**Data for analysis**:
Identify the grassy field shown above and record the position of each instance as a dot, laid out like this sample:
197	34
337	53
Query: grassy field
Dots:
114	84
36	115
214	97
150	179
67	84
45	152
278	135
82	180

**Assignment**:
Could you return every line from the entries above in which the string "grassy" occurs?

**Result**:
Identify the grassy field shown above and record the position of each instance as a dot, laid out like this sample:
Query: grassy field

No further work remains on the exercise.